Dataset items -
···

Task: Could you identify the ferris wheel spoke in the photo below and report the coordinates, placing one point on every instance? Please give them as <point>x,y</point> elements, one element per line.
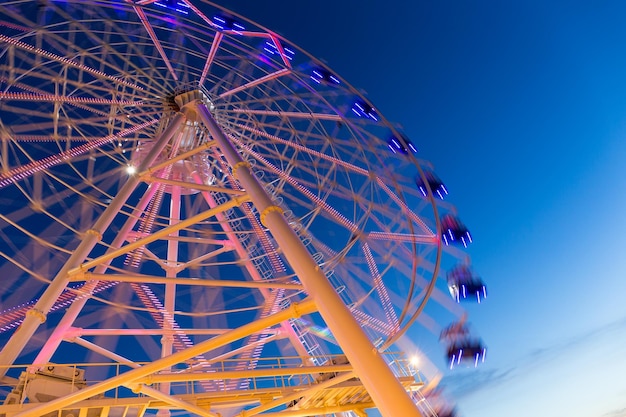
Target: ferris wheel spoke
<point>210,57</point>
<point>164,232</point>
<point>21,172</point>
<point>155,40</point>
<point>66,61</point>
<point>256,82</point>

···

ABOUT THIS EXERCISE -
Could you reproduce all of the data above exactly and skip any image?

SOLUTION FOR THIS TASK -
Task: Could you identify the ferris wheel spoke in the photo below and report the coordinates, placing one point on every instance? Please give them as <point>x,y</point> elements, one element per line.
Target: ferris wheel spoke
<point>210,57</point>
<point>164,232</point>
<point>21,172</point>
<point>155,40</point>
<point>66,61</point>
<point>256,82</point>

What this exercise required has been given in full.